* **EXERCISE OBJECTIVE**: Return only the line that contains "Look at the photo above. Which pixel sits on the pavement?" and each line after it, through the last line of the data below, copied exactly.

* **Source records**:
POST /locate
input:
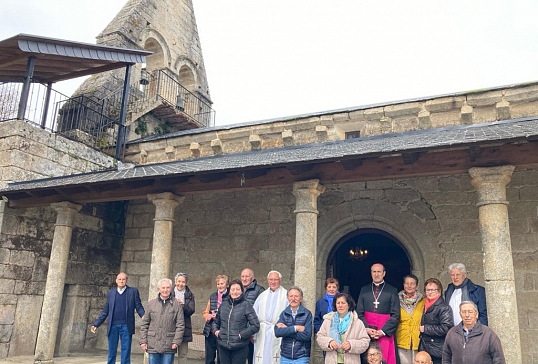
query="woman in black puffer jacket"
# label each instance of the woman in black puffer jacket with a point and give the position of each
(436, 321)
(235, 323)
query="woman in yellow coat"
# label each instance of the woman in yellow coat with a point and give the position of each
(411, 309)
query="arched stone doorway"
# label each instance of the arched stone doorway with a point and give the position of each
(354, 272)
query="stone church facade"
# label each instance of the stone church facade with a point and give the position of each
(446, 179)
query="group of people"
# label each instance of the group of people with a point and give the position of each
(166, 327)
(246, 323)
(410, 327)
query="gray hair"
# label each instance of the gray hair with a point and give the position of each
(165, 280)
(297, 289)
(469, 303)
(184, 275)
(274, 271)
(458, 266)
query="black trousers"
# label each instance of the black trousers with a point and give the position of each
(250, 353)
(211, 349)
(238, 356)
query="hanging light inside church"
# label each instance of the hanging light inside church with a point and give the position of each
(357, 253)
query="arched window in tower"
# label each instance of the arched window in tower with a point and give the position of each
(156, 60)
(186, 78)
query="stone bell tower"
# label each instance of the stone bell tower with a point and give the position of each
(169, 92)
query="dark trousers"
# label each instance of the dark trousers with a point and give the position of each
(237, 356)
(119, 332)
(211, 349)
(250, 352)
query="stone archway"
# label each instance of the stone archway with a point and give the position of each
(186, 78)
(335, 234)
(156, 60)
(353, 271)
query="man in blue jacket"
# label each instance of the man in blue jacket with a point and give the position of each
(121, 302)
(294, 326)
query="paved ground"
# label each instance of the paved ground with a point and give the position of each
(92, 356)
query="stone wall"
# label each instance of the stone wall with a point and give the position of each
(459, 109)
(28, 152)
(168, 29)
(94, 261)
(436, 219)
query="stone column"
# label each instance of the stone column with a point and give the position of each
(306, 231)
(54, 288)
(490, 182)
(165, 204)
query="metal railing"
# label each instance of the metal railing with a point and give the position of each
(159, 86)
(80, 118)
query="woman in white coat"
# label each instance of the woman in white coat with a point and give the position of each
(342, 335)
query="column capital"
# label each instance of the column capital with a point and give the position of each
(65, 212)
(490, 182)
(165, 204)
(306, 195)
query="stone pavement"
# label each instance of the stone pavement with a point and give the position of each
(90, 356)
(99, 356)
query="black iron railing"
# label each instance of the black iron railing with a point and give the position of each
(160, 87)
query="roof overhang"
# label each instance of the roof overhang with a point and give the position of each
(58, 60)
(432, 152)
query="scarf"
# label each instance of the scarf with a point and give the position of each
(329, 299)
(429, 303)
(339, 326)
(180, 294)
(464, 290)
(409, 303)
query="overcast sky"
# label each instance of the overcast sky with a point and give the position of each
(274, 58)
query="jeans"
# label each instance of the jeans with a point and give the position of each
(211, 349)
(156, 358)
(119, 332)
(238, 356)
(303, 360)
(182, 352)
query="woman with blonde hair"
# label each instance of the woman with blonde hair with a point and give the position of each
(342, 335)
(411, 309)
(210, 312)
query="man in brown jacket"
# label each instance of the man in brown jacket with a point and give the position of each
(162, 326)
(471, 342)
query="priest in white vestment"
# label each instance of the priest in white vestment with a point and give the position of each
(268, 306)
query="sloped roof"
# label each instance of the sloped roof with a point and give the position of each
(454, 137)
(58, 60)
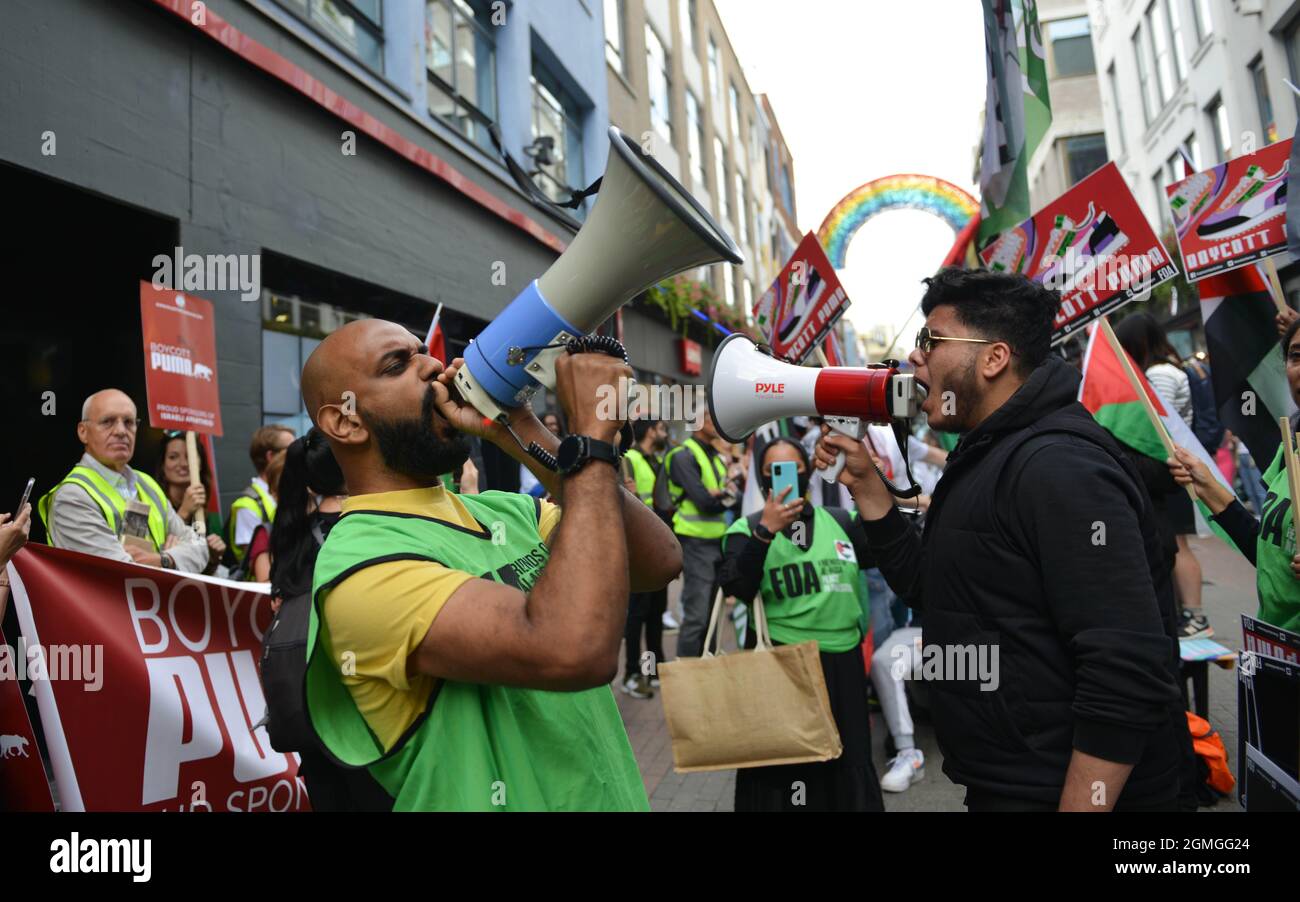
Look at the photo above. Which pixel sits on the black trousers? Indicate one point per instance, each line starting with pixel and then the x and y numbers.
pixel 849 783
pixel 645 611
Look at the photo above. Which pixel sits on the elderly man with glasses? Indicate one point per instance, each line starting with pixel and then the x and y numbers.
pixel 104 507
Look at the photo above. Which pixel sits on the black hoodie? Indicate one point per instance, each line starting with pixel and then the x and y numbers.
pixel 1040 542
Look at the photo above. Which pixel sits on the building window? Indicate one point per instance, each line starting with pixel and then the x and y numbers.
pixel 696 141
pixel 1204 24
pixel 661 85
pixel 1217 113
pixel 1161 180
pixel 462 68
pixel 1071 47
pixel 1083 156
pixel 1113 86
pixel 720 178
pixel 1157 31
pixel 614 34
pixel 687 22
pixel 715 72
pixel 1261 99
pixel 291 329
pixel 1175 35
pixel 354 25
pixel 741 209
pixel 558 134
pixel 1149 103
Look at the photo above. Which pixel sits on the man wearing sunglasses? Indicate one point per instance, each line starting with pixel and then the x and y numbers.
pixel 95 506
pixel 1039 556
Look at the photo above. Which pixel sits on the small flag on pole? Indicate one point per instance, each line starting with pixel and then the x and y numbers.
pixel 436 341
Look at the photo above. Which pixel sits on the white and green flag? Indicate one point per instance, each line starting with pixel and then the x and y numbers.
pixel 1017 112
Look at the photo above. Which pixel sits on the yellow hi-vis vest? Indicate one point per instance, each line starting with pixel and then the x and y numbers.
pixel 256 499
pixel 644 473
pixel 689 520
pixel 112 503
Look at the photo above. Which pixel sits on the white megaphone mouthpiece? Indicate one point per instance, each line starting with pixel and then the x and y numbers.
pixel 748 386
pixel 645 226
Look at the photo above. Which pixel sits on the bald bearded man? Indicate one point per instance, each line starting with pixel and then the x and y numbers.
pixel 460 646
pixel 87 510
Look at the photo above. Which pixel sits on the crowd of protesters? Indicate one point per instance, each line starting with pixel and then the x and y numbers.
pixel 991 549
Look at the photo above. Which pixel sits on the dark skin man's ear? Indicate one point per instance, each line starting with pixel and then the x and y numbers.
pixel 996 359
pixel 343 428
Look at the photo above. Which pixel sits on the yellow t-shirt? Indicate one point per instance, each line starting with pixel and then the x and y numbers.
pixel 382 612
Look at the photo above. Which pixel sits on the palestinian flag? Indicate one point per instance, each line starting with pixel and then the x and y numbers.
pixel 1109 394
pixel 1247 368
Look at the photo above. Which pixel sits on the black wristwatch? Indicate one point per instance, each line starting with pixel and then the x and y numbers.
pixel 575 452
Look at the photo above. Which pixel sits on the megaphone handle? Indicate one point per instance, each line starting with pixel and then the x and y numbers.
pixel 850 426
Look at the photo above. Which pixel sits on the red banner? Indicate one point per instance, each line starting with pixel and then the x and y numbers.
pixel 804 303
pixel 180 360
pixel 22 777
pixel 148 689
pixel 1233 213
pixel 1092 244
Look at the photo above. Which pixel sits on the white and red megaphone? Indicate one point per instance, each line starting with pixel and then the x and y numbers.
pixel 748 386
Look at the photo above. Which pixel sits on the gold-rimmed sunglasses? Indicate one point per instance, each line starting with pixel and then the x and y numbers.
pixel 926 339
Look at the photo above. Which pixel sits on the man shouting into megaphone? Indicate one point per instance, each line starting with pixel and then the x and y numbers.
pixel 462 646
pixel 1049 623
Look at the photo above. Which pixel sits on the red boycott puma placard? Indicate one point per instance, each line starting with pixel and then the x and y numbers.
pixel 1092 244
pixel 802 306
pixel 180 360
pixel 1233 213
pixel 148 688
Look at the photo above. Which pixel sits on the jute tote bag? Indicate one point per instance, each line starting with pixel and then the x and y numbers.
pixel 750 708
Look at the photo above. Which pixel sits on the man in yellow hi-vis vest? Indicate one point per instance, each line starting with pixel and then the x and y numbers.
pixel 256 504
pixel 697 478
pixel 91 508
pixel 641 468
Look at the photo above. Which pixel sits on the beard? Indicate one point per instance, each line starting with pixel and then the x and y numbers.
pixel 414 449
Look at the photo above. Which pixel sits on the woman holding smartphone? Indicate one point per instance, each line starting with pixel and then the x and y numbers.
pixel 805 562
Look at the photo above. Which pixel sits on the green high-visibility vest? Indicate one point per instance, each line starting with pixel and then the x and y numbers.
pixel 644 473
pixel 476 746
pixel 689 520
pixel 112 503
pixel 260 502
pixel 811 593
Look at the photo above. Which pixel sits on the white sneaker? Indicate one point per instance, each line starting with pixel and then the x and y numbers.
pixel 906 768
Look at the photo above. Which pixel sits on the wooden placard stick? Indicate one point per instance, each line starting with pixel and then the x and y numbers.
pixel 1279 299
pixel 1292 464
pixel 191 450
pixel 1136 384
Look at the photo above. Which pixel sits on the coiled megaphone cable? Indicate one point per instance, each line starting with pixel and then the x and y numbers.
pixel 579 345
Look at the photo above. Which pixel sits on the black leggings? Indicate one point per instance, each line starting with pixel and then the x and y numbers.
pixel 645 608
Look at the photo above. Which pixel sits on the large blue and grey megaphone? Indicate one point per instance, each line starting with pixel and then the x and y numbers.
pixel 645 228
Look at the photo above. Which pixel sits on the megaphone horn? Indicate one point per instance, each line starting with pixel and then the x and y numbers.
pixel 748 387
pixel 645 226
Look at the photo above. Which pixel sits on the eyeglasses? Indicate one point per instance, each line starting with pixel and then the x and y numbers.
pixel 105 424
pixel 926 339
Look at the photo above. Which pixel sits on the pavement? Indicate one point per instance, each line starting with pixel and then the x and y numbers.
pixel 1229 592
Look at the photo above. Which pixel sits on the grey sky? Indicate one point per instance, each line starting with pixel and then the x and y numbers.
pixel 866 89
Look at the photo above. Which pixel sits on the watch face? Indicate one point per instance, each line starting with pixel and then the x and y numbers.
pixel 571 450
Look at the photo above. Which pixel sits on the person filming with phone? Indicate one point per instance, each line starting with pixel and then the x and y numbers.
pixel 804 560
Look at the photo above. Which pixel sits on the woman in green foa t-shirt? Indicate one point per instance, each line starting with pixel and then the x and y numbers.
pixel 805 562
pixel 1270 541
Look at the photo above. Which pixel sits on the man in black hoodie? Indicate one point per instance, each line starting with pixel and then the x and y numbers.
pixel 1040 549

* **RESPONSE BELOW**:
Look at the photo above. Which pixel sits on the pavement? Indicate one point per instance, each line starting with pixel and then the x and y numbers.
pixel 1229 592
Look at the photo above. Which pixel sits on the grey sky? Indicate one point per instance, each line starting with pixel and then the x and y numbers.
pixel 866 89
Look at the photo above. Which pixel sits on the watch face? Indicate one point per instance, each line starting with pixel and then the x and y numbers.
pixel 571 450
Look at the photo above. Which pixel sits on the person filming with phone? Indicate one point per instance, each line starting with pixel and then the x and y numbers.
pixel 804 560
Look at the photo above. Which pixel sits on the woman in green foa t-shirt? Indicate one point per instance, each line starting with pixel and then the x and y numbers.
pixel 805 562
pixel 1270 541
Look at the photo above. Which pixel sits on the man in black hoodie? Indicate one point per instance, each line starting with pixel and then the x and y numbers.
pixel 1040 549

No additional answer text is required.